▸ **Job**
Without the pictures, set down the records below word for word.

((

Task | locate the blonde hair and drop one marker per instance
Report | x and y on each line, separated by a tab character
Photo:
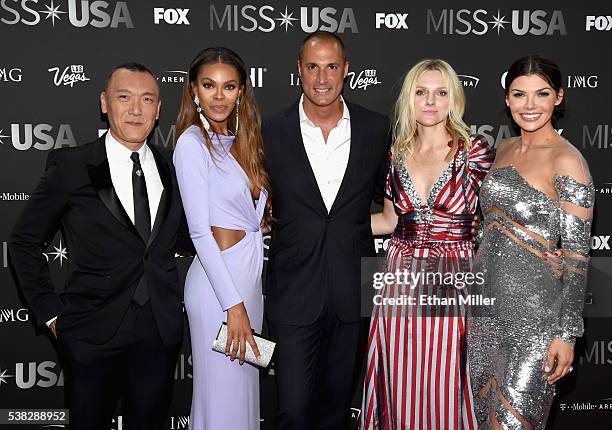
405	129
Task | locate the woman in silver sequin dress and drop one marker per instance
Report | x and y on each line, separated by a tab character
537	197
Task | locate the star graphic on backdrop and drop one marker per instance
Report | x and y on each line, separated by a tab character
60	253
286	19
499	21
4	376
52	12
1	136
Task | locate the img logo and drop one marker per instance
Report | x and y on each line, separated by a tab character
12	74
13	315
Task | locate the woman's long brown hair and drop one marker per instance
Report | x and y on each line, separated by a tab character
248	142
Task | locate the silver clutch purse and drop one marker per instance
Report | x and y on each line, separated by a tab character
265	346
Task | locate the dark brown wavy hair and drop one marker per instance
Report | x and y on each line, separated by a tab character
248	142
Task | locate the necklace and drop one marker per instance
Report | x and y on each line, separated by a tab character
519	141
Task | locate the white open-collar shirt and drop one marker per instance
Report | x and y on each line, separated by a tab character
327	160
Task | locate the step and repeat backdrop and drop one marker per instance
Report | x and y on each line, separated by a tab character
55	54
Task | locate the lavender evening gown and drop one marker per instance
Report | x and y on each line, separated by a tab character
215	192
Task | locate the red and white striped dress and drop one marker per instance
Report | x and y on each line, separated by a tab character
417	374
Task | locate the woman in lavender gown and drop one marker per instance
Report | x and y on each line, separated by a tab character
223	185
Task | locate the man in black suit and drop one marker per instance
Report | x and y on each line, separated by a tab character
119	323
326	158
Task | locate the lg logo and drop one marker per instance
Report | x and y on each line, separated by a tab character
392	20
170	16
599	243
601	23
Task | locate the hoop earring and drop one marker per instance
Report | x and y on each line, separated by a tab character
237	107
205	122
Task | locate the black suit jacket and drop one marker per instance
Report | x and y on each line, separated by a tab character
107	256
314	253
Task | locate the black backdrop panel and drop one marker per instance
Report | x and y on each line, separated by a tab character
55	54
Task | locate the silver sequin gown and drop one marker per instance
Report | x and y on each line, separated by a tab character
508	342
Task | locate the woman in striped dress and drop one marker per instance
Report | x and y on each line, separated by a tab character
417	376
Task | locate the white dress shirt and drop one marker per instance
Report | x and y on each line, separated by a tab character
121	165
328	160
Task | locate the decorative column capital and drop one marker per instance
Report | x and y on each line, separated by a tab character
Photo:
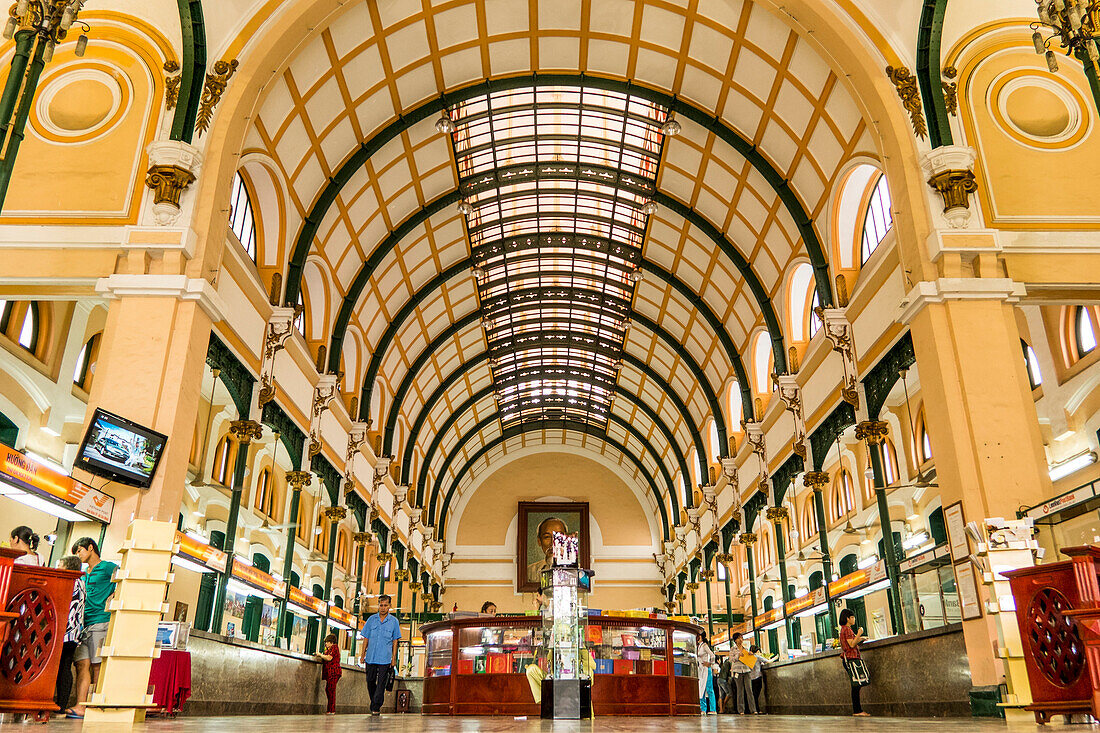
776	514
815	480
950	174
174	165
298	479
245	431
873	431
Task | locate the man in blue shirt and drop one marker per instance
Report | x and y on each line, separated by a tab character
381	633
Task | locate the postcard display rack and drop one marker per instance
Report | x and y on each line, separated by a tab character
567	691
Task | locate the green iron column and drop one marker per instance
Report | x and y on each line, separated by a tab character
334	515
360	538
244	431
875	433
776	515
707	576
748	538
727	560
15	131
817	481
297	481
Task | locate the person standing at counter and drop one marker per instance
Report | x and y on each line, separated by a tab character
24	539
331	671
74	627
853	663
381	633
757	677
743	669
706	658
99	589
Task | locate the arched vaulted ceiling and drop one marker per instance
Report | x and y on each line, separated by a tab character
766	124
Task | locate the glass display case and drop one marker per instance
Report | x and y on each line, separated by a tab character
564	621
438	656
641	665
685	664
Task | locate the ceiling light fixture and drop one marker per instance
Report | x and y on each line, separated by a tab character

))

▸ **Finished task**
Task | locate the blonde hair and drop one marker per instance
Report | x and y on each line, separated by a tab character
Photo:
405	129
Task | locate the woman in silver sequin dress and drop one marker per instance
Report | x and y on each line, separated by a tab character
537	197
Task | locate the star graphic on backdrop and drop one marker per instance
Report | x and y on each line, separated by a tab character
60	253
286	19
499	21
4	376
52	12
1	136
Task | locate the img logo and drop one marker per instance
Report | x and y on each line, separated by a tab character
12	74
13	315
Task | locate the woman's long brown hair and drop one marker per instance
Report | x and y on each line, separated by a tab character
248	142
Task | locate the silver clutch purse and drop one marker per instance
Report | x and y on each line, separated by a tab character
265	346
Task | locate the dark brown wavy hair and drop one marker per instance
Report | x and y on each line, separated by a tab character
248	142
Task | locate the necklace and drop one marker per instance
Report | x and y on each line, separated by a tab character
519	141
Task | locate the white open-collar shirt and drop one marker per instance
Report | x and y on each line, separated by a tab character
327	160
Task | locate the step and repeat backdrop and drop one marker per instance
Report | x and y on each line, separated by a tab character
55	54
Task | locate the lavender evening gown and drop one marker per instance
Report | x and y on each line, separated by a tab character
215	192
Task | locate the red and white striped dress and drop one marker per instance
Report | x and y on each line, separated by a tab character
417	374
Task | locate the woman in lavender gown and drop one marker per instance
Report | x and y on each line, separated by a tab character
223	185
Task | locate the man in black suit and drop one marker per instance
Report | x and y on each line, separated by a tab character
119	323
326	158
Task | locate the lg logo and drop one marker per instance
Report | x and y on each line, separated by a tab character
392	20
170	16
599	243
601	23
Task | locate the hoop earring and drop one marker per instance
Report | x and y on each line, separated by a tab character
237	107
205	122
Task | locate the black suit jacket and drop one marker per instance
Report | x and y on each line, separated by a tab character
107	256
314	253
Task | locate the black backdrop panel and drop one marker per instance
Report | x and y on each line, separated by a tab character
55	54
Task | locate the silver sequin gown and drop one marker per instance
Report | x and y on each line, separated by a tab character
508	342
Task | locate the woman in striped dress and drop one marker per instance
Report | x and y on each line, separated by a tab character
417	376
Task | locate the white dress shirt and drop one marker per instance
Report | x and y on each line, separated by a tab character
121	165
328	160
Task | locate the decorative column capital and drop one marker per instance
Report | x and y on each line, separated by a tab character
Photo:
776	514
815	480
950	174
174	165
298	479
245	431
873	431
Task | locate the man in blue shirt and drop one marker per instance
Report | x and y on each line, separated by a tab character
381	633
Task | locate the postcard display rack and drop one marker per instance
Report | x and y on each line, separated by a tab character
567	691
Task | locate the green iron column and drop one marker per instance
Report | x and y on each line, separated by a tab character
334	515
360	538
244	431
875	433
776	515
707	576
748	538
727	560
15	131
817	481
297	481
Task | locate the person standing at counter and drop one marker per instance
Report | x and y on each line, separated by a tab character
24	539
331	671
74	627
853	663
381	633
757	677
743	669
706	658
99	589
Task | locate the arched vaulted ceiling and drop one marker per instance
Report | x and y on each line, separated by a tab character
766	124
Task | locate the glass display case and drop one marker per instance
Report | x and y on each line, separated by a tab character
564	621
438	656
641	665
685	664
Task | locate the ceiling light fixture and drop one marker per instance
Report | x and y on each line, separated by a tab character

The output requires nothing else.